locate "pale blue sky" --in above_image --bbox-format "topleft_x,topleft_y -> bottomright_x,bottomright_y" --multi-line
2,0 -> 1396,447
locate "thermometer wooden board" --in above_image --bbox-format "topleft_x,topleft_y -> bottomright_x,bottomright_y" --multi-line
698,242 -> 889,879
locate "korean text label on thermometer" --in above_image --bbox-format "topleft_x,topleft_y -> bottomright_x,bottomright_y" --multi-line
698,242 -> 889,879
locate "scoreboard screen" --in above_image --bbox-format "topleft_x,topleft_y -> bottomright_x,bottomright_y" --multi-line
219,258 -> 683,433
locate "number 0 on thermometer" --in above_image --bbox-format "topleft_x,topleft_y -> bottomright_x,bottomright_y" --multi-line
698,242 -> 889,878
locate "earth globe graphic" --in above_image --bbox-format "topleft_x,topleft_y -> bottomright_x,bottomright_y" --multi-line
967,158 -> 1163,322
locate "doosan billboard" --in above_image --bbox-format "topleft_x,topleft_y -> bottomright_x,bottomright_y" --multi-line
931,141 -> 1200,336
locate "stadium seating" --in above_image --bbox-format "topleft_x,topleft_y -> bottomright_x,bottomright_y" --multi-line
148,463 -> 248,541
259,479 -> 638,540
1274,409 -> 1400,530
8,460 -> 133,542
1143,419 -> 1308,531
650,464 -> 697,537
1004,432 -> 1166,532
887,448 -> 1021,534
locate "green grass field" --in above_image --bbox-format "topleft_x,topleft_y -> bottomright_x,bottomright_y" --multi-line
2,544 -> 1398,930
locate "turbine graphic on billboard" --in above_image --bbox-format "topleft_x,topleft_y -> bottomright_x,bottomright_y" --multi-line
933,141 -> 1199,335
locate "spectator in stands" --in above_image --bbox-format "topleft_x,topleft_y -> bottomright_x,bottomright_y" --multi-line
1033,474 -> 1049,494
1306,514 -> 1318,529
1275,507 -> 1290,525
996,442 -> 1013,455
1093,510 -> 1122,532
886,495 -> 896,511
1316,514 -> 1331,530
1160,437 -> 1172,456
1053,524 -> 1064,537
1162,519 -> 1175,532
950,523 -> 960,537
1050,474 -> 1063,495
•••
→ **Your objective**
Everything in the data above should be set down again precisely.

→ **Written answer**
locate "pale blue sky" --in above_image --bbox-format "topleft_x,topleft_y -> bottomright_x,bottomright_y" --multi-line
2,0 -> 1396,447
locate "thermometer wooden board" --in above_image --bbox-format "topleft_x,topleft_y -> bottomright_x,bottomright_y" --multi-line
698,242 -> 889,879
locate "korean text label on thermometer" --in above_image --bbox-format "topleft_x,topleft_y -> bottomright_x,bottomright_y" --multi-line
698,242 -> 889,879
locate "scoreboard screen" --in above_image --bbox-format "topleft_x,topleft_y -> bottomright_x,bottomright_y" --multi-line
219,258 -> 683,433
locate "number 0 on thermometer" --in above_image --bbox-format "topleft_x,topleft_y -> bottomright_x,bottomright_y" --multi-line
698,242 -> 889,878
locate "earth globe graphic" --in above_image --bbox-format "topleft_x,topleft_y -> bottomright_x,bottomright_y" --multi-line
967,158 -> 1163,322
locate "doosan billboard" --in above_image --bbox-format "topleft_x,topleft_y -> bottomright_x,bottomright_y" --multi-line
931,141 -> 1200,336
locate "stadium seating" --in above_image --bbox-format "topleft_x,topleft_y -> bottomright_x,bottomright_y" --multi-line
148,463 -> 248,541
259,479 -> 638,540
1274,409 -> 1400,530
8,460 -> 133,542
1143,419 -> 1308,531
650,464 -> 697,537
1004,432 -> 1166,532
887,448 -> 1021,534
locate "green grass field" --in above_image --bbox-format "topleft_x,topleft_y -> bottomright_x,bottomright_y" --multi-line
2,544 -> 1398,930
locate "turbine graphic on billboard" --in above_image --bbox-format "topleft_x,topleft_y -> bottomright_x,bottomright_y" --multi-line
933,141 -> 1199,335
locate "spectator in stands" --in above_image --bbox-format "topleft_x,topleft_y -> bottomright_x,bottomright_y" --multi-line
1033,474 -> 1049,494
1306,514 -> 1318,529
1275,507 -> 1290,525
996,442 -> 1013,455
1093,510 -> 1122,532
886,495 -> 896,511
1316,514 -> 1331,530
1160,437 -> 1172,456
1053,524 -> 1064,537
1162,519 -> 1175,532
950,523 -> 960,537
1050,474 -> 1063,495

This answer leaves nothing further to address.